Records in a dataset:
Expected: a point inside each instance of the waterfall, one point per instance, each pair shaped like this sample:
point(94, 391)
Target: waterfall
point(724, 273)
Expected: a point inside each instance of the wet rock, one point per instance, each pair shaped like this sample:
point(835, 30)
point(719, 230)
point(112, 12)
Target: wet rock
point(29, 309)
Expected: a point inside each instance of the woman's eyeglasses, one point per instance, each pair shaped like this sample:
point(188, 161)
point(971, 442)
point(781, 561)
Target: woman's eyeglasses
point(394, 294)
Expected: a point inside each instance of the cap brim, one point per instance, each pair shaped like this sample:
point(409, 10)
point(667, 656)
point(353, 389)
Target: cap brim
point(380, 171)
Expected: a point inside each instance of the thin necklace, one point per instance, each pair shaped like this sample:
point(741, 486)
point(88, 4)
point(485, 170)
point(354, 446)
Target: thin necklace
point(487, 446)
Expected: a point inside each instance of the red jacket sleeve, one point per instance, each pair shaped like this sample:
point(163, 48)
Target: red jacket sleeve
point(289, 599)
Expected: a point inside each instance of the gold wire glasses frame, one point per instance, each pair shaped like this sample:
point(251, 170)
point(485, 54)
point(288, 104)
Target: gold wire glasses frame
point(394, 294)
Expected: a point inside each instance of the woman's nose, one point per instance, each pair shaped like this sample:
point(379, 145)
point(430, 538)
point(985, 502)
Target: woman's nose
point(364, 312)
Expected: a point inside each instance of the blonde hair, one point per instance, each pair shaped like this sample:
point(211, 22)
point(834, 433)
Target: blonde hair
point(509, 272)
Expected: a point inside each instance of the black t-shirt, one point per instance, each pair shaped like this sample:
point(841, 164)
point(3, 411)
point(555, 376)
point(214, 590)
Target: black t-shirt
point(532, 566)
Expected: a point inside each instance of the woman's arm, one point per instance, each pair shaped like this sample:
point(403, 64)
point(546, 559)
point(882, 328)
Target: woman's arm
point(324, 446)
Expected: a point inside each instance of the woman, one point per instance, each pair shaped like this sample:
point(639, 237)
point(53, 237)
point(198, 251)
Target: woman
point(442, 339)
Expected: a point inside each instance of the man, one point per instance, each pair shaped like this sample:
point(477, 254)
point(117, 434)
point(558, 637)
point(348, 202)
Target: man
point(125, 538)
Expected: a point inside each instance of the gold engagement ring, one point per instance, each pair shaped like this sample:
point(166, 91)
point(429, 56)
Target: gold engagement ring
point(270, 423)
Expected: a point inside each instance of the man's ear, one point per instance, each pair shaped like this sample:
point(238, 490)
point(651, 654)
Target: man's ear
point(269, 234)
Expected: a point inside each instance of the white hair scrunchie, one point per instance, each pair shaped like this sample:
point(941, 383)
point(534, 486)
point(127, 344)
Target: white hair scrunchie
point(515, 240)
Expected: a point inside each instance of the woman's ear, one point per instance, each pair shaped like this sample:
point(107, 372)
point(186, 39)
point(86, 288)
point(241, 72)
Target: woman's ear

- Request:
Copy out all the material with each "Target" swapped for "Object" and nothing else altered.

- Answer to this problem:
Expected: a point inside each instance of the waterfall, one point per instance, each pair shaped like this sample:
point(94, 391)
Object: waterfall
point(724, 273)
Expected: a point inside each instance of the wet rock, one point per instance, each pair shaped like this sample:
point(835, 30)
point(719, 230)
point(112, 12)
Object: wet rock
point(29, 309)
Expected: a point inside each instance of the woman's eyeglasses, one point per instance, each pair shaped like this sample:
point(188, 161)
point(971, 442)
point(781, 561)
Object: woman's eyeglasses
point(394, 294)
Expected: a point inside each instance of the cap brim, one point per instance, each pair shaped like this sample:
point(409, 10)
point(667, 656)
point(353, 389)
Object: cap brim
point(380, 171)
Expected: a point inside each instance of the thin necklace, one point per instance, each pair shaped like this sample:
point(741, 486)
point(88, 4)
point(485, 170)
point(354, 446)
Object: thin necklace
point(487, 446)
Expected: a point inside each instance of the red jacket sleeve, one point per instance, each pair shaped like this sample:
point(163, 48)
Object: red jacket sleeve
point(289, 599)
Expected: a point inside each instance of the gold wire glasses frame, one point per instance, each pair shaped like this sample:
point(251, 170)
point(485, 54)
point(288, 104)
Object: gold wire glasses frame
point(394, 294)
Expected: a point inside each instance of the woman's nose, one point per instance, each pair shaped like this sample:
point(379, 145)
point(430, 538)
point(985, 502)
Object: woman's nose
point(364, 312)
Expected: a point inside each instance of the blonde hair, one point per instance, each pair shaped like this sample:
point(211, 22)
point(834, 433)
Object: blonde hair
point(509, 272)
Expected: a point inside each instance of the black t-shirt, one point per instance, each pair shaped like this sample:
point(841, 164)
point(3, 411)
point(555, 376)
point(214, 590)
Object: black t-shirt
point(532, 566)
Expected: a point inside each instance of the woman's arm, one point per instance, each pair shaped like this sample:
point(403, 64)
point(546, 559)
point(882, 328)
Object: woman's arm
point(324, 446)
Expected: a point inside each instance of the woman, one point per instance, each pair shaped like this sample:
point(639, 237)
point(53, 237)
point(198, 251)
Object: woman
point(442, 339)
Expected: a point inside each instance of the man, one point per instance, each pair shaped like this sample:
point(477, 254)
point(117, 434)
point(558, 637)
point(348, 202)
Object: man
point(125, 538)
Expected: a point inside each instance of the gold engagement ring, one point per instance, each pair shaped like this sample:
point(166, 91)
point(429, 56)
Object: gold engagement ring
point(270, 423)
Expected: a point inside each instance of the man's ear, one point per instance, each pair shaped like this sample:
point(238, 490)
point(651, 654)
Object: man's ear
point(269, 234)
Expected: a point inside each instance of the white hair scrunchie, one point per instance, each pair shaped like this sample:
point(941, 383)
point(534, 486)
point(127, 344)
Object: white hair scrunchie
point(515, 240)
Expected: a point inside each instance of the woman's ear, one point per instance, each pair shaped like this sample:
point(107, 372)
point(186, 39)
point(86, 288)
point(241, 72)
Object: woman's ear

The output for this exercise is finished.